### [ASSIGNMENT]
Pick out every line of the entries below where "blade" occurs, and copy those lines.

### [DATA FOR ANALYSIS]

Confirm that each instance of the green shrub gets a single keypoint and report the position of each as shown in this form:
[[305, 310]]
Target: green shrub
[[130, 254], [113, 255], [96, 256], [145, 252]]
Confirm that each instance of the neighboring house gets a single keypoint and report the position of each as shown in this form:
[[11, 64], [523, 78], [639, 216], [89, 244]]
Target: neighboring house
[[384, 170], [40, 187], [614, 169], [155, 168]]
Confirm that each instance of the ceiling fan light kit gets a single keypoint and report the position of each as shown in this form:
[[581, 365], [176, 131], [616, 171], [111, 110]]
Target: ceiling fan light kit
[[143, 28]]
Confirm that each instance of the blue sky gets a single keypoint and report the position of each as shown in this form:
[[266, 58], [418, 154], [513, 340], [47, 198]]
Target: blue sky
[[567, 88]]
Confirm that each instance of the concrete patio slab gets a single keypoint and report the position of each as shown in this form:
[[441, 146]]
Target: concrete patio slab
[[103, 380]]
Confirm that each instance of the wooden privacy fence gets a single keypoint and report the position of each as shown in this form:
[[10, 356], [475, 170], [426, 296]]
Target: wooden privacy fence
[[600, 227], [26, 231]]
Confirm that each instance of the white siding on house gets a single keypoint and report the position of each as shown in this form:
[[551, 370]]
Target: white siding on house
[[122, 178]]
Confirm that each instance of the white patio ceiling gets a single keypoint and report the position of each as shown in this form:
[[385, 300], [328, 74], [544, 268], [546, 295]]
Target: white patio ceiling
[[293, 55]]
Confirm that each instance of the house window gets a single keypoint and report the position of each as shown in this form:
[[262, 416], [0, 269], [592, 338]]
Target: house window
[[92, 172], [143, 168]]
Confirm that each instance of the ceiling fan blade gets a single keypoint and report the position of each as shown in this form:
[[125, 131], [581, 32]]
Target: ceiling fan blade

### [WRITTEN ANSWER]
Confirm that each instance of the ceiling fan blade gets a single keypoint and report the position of each as shown in this form:
Target: ceiling fan blade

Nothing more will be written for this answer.